### EXTRACTED DATA

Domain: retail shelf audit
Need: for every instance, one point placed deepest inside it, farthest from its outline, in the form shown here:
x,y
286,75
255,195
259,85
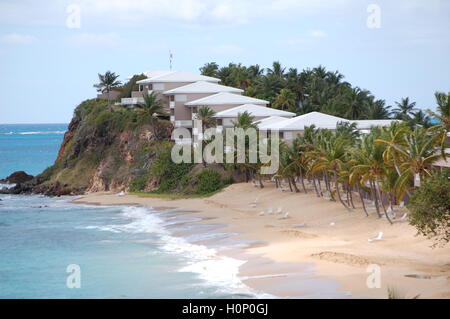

### TASK TO CARRY OUT
Where a record above holds a picture, drop the picture and print the rest exactly.

### ANSWER TO THIS EXERCISE
Domain: retail shelf audit
Need: for every instance, one point placed deepest inside it, farthest from its outline, in the form shown here:
x,y
286,75
255,195
259,85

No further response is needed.